[Start RECORDS FOR PROCESSING]

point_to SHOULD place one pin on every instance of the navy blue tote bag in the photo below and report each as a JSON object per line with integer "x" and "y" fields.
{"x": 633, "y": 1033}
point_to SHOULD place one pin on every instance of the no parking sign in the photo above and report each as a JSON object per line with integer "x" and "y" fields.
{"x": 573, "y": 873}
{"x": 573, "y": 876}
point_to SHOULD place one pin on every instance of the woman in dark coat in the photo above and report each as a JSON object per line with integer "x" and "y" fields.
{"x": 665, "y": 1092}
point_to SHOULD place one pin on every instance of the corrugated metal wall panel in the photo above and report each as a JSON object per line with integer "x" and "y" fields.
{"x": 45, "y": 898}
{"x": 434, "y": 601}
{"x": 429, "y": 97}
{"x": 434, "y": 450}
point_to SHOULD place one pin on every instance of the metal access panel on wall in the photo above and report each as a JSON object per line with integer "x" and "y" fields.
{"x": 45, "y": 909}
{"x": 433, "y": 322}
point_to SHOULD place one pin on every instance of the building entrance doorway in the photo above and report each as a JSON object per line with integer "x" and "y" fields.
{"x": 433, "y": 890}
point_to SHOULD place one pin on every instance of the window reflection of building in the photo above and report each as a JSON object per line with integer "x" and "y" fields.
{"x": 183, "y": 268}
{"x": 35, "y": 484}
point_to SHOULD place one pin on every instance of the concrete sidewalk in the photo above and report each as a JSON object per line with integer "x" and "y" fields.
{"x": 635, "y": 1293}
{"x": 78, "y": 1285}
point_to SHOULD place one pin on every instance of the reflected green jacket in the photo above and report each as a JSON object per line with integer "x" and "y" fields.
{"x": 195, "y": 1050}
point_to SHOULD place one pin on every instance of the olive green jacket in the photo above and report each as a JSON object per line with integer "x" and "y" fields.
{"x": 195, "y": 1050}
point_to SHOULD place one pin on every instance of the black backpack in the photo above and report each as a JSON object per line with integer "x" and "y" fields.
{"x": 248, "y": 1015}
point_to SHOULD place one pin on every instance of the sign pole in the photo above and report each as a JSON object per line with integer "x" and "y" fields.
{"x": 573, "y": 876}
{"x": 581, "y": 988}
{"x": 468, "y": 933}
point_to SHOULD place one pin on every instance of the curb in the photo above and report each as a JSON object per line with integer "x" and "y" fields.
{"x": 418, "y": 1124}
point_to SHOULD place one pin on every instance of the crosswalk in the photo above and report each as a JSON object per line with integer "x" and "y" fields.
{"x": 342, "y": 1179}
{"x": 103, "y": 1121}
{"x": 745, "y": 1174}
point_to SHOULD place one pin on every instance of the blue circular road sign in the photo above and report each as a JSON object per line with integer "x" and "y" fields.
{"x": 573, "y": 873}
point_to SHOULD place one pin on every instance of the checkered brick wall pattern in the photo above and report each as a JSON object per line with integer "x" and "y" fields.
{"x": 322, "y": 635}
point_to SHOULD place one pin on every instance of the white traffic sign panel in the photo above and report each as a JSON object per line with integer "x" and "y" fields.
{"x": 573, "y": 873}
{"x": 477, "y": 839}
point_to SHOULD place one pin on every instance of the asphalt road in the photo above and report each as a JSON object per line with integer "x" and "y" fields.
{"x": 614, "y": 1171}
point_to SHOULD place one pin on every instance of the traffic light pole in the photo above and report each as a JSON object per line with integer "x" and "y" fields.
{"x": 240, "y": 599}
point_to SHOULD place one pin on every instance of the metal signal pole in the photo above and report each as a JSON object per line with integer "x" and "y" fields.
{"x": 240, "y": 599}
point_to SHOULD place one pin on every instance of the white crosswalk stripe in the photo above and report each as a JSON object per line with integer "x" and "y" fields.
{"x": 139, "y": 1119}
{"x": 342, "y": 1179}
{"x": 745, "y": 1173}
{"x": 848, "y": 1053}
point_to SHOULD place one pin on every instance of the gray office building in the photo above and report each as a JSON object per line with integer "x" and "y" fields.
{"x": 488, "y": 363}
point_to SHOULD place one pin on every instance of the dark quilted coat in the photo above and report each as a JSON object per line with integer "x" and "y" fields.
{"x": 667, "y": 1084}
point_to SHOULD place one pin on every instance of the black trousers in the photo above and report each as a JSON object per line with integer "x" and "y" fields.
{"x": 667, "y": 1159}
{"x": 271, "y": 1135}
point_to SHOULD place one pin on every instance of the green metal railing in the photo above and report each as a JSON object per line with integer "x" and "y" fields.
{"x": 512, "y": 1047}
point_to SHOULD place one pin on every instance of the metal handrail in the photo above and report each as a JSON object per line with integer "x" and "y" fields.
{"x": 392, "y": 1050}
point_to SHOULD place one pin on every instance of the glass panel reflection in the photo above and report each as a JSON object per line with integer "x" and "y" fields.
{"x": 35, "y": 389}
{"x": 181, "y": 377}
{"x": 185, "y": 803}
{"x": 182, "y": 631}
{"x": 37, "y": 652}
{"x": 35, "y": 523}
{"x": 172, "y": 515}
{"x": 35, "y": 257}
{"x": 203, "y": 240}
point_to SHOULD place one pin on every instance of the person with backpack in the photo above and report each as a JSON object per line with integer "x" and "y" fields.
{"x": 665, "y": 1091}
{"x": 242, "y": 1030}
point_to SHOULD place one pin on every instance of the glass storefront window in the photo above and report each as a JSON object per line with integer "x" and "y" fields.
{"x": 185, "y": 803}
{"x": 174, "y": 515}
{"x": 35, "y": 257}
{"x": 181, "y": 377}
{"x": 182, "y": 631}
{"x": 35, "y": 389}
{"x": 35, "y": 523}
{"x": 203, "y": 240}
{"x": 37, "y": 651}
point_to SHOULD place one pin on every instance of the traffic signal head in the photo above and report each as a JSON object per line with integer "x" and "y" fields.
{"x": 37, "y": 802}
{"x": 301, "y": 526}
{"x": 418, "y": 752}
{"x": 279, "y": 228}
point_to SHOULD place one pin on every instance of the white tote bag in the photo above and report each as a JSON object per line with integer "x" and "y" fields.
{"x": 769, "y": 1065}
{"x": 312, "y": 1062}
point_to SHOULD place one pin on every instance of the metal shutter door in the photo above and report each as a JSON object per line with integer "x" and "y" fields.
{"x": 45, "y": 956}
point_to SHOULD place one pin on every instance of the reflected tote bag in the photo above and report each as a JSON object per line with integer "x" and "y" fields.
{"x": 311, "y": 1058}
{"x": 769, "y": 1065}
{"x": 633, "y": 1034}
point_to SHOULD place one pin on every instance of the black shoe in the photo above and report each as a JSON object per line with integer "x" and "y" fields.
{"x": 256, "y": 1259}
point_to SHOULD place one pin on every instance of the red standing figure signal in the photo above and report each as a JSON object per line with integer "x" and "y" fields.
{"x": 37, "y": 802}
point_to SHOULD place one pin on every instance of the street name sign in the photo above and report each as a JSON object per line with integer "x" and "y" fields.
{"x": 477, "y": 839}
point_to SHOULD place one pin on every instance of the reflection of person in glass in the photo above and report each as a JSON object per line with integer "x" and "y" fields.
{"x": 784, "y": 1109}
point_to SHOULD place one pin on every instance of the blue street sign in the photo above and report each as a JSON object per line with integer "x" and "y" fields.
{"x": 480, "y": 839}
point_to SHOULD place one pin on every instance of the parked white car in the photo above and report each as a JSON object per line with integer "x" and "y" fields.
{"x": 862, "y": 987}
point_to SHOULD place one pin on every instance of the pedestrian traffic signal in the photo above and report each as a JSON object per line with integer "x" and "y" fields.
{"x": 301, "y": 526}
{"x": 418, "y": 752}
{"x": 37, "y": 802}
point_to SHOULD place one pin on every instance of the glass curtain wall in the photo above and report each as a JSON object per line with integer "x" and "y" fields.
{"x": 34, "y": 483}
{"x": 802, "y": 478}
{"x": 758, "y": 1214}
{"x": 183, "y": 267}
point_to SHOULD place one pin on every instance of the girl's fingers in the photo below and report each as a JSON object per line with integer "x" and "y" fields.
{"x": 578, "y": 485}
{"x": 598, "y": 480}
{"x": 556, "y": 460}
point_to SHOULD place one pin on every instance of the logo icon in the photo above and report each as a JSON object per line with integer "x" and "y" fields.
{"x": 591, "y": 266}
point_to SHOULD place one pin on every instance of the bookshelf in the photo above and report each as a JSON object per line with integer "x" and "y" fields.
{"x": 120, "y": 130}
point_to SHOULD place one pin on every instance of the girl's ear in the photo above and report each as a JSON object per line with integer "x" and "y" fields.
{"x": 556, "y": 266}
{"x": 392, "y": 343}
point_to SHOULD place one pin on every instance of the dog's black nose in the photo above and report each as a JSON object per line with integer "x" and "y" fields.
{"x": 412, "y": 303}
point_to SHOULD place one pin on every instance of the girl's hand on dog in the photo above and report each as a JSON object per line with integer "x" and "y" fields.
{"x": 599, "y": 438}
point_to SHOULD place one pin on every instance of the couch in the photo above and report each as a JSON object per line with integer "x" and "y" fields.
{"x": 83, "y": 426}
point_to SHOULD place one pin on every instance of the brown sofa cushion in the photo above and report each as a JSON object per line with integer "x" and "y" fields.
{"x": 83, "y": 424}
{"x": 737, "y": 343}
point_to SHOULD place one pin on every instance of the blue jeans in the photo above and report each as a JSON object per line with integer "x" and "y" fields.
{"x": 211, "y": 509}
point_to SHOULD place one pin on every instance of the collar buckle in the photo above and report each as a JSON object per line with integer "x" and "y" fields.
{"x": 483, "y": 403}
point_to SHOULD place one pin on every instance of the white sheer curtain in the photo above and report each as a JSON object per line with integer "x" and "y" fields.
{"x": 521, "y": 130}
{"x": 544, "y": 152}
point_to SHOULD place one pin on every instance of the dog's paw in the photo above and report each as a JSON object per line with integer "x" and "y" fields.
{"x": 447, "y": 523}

[End RECORDS FOR PROCESSING]

**TASK TO COMPLETE**
Rewrite the lines that begin at the one containing "point_to SHOULD place one pin on every instance of the brown" and end with the last line of the material, switching "collar buckle" to "collar tag" and leaving everything else unchanged.

**EXERCISE RESULT**
point_to SHOULD place one pin on every instance of the brown sofa cushion in the photo above and report each as a JSON object per line with integer "x" and "y" fields.
{"x": 83, "y": 424}
{"x": 737, "y": 343}
point_to SHOULD place one pin on every instance of the blue jeans in the photo above and report each as a JSON object per line with integer "x" and "y" fields.
{"x": 211, "y": 509}
point_to SHOULD place one pin on every instance of the collar tag in the photo above and report each as a JSON object per line with integer "x" and "y" fields.
{"x": 483, "y": 403}
point_to SHOULD place one pin on every instance of the white sheer curtain in the photo above and report each as a JSON object per line with integer "x" and "y" fields.
{"x": 521, "y": 130}
{"x": 544, "y": 152}
point_to SHOULD place one pin on every instance of the dog's paw in the photo above and report each as a JSON object per line with integer "x" and "y" fields.
{"x": 447, "y": 523}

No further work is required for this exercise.